“Breakthrough method predicts resistance to antibiotics under development”
“Given the ever-increasing threat of antibiotic resistance, European researchers have developed a method to rapidly test new antibiotic candidates for their potential to be hit by emerging resistance. The high-throughput mutagenesis method, dubbed DIvERGE, reveals probable resistance within days, making it a fast and cost-effective tool to guide antibiotic development. Moreover, DIvERGE has widespread biotechnological applications including the directed evolution of enzymes and biosynthetic pathways.
The research, published in the June 5th issue of the Proceedings of the National Academy of Sciences, builds on targeted modifications of bacterial DNA. It rapidly screens the evolutionary changes of the microbial genetic material and identifies those that can lead to resistance against antibiotic treatments. The method, called ‘directed evolution with random genomic mutations’ (DIvERGE), allows up to a million-fold increase in the mutation rate along the full length of multiple predefined loci in numerous bacterial species. Thus, it requires only one day to generate billions of mutation combinations, which can result in resistance to an antibiotic-of-interest. Although the exact probability and the time-frame of resistance emergence require further analyses and should consider other factors as well, this ability to rapidly analyze potential antimicrobial resistance (AMR) processes could be a powerful strategy to guide drug development.
........
• **PROBLEMS AND TASKS**:
a – According to the article on the DIvERGE antibiotic-resistance method, in which journal was the research published?
b – Using the article on the DIvERGE method, list every figure it gives for how fast the method works or how much it produces.
c – Carry on with the article on the DIvERGE antibiotic-resistance method, starting right after its last sentence.
........
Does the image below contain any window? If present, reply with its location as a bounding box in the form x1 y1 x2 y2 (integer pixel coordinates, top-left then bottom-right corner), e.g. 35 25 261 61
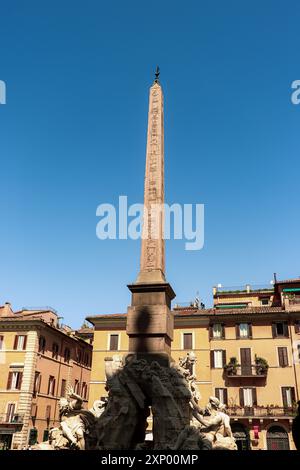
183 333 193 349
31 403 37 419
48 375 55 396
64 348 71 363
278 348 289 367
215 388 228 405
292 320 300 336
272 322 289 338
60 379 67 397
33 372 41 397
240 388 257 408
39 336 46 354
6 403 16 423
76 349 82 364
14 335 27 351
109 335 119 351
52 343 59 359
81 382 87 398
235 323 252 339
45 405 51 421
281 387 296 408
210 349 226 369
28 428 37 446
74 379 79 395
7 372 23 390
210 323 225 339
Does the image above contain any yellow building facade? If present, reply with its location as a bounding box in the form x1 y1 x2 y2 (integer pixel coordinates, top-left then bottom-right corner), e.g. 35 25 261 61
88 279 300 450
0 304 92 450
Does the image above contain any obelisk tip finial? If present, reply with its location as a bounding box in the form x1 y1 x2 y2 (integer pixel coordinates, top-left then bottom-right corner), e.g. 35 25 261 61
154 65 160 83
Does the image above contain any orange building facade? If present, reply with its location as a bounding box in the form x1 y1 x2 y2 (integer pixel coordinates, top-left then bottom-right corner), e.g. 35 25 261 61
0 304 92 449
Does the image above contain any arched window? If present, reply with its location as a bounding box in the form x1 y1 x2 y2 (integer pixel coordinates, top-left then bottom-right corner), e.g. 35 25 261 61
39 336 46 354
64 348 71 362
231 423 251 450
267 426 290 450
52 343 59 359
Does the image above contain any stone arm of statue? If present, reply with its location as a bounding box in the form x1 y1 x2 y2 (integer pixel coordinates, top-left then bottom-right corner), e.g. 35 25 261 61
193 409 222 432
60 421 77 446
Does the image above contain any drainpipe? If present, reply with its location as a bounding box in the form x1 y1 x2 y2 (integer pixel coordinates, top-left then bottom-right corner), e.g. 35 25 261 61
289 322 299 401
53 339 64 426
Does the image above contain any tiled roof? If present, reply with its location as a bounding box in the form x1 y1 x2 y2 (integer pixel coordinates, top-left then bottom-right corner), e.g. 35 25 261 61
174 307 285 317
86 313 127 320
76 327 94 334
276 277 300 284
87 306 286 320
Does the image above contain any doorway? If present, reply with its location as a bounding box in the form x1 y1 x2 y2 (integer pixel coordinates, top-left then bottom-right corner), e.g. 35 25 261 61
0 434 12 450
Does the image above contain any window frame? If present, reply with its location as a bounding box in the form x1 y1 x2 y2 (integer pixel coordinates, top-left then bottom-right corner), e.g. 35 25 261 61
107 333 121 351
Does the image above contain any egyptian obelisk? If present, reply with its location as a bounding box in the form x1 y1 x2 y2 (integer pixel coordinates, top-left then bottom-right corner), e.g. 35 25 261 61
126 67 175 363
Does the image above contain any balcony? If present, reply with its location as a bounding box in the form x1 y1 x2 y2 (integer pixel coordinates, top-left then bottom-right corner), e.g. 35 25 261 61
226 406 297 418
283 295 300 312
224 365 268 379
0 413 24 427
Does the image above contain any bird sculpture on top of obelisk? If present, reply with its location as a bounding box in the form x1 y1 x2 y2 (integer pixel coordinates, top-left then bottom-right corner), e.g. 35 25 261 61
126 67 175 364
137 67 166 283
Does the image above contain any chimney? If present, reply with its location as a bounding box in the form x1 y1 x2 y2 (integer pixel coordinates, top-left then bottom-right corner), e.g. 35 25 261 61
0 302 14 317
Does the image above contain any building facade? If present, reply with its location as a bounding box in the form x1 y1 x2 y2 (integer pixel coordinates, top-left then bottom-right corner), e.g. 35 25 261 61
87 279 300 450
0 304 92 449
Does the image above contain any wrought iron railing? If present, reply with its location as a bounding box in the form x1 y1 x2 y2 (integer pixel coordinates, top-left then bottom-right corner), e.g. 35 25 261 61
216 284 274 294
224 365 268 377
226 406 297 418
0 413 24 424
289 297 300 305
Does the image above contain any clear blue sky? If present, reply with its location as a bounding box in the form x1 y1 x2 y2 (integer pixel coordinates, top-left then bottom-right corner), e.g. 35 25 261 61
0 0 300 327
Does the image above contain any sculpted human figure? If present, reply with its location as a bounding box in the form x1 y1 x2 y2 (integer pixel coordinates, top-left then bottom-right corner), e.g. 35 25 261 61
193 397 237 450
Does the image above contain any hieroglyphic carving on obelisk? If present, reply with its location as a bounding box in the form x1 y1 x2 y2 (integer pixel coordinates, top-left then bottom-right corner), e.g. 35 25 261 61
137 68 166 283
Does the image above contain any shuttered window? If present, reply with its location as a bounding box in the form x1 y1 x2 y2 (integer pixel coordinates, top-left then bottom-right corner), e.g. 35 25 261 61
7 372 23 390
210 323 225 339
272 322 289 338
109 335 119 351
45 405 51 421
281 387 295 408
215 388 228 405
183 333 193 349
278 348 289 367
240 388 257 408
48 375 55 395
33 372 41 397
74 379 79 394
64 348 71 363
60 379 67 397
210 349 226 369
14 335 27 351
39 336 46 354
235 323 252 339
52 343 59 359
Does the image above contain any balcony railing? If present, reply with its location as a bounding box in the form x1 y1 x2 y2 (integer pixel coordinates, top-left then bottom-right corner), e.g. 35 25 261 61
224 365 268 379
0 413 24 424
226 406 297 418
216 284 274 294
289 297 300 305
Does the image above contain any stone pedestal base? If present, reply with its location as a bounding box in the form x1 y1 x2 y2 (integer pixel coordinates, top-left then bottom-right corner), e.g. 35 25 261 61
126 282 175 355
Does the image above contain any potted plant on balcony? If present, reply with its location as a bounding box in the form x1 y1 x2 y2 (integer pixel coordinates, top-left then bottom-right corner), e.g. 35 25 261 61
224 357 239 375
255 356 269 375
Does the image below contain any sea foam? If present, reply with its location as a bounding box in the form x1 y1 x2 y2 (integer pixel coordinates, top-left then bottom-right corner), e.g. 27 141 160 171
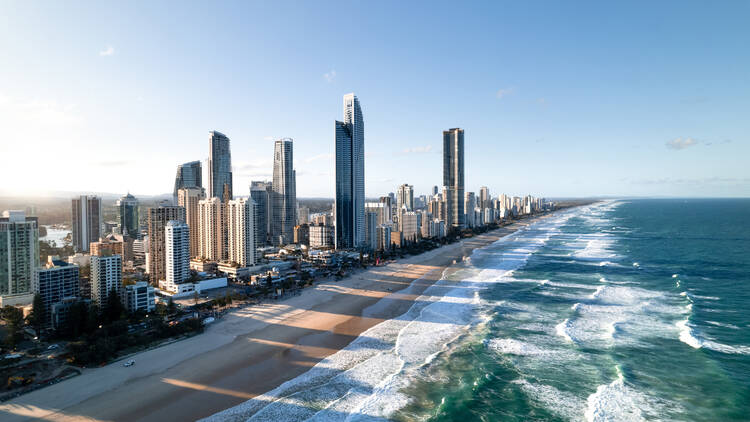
........
• **OUTPUTS FOR THE TASKS**:
a – It was published in the Proceedings of the National Academy of Sciences, in the June 5th issue.

b –
- It reveals probable resistance within days.
- It allows up to a million-fold increase in the mutation rate.
- It requires only one day to generate billions of mutation combinations.

c –
Wide range of potential applications
Moreover, DIvERGE addresses several unmet needs in basic and applied research. First, it promotes the directed evolution of multiple genes in their native genomic context. Directed enzyme evolution resulting in improved protein characteristics (such as higher enzyme productivity or improved thermostability) has special importance in synthetic biology and biotechnological applications. Also, the researchers predict that DIvERGE will be applicable to optimize metabolic pathways and synthetic DNA segments. Finally, DIvERGE could also be applicable to investigate key issues in evolutionary biology.”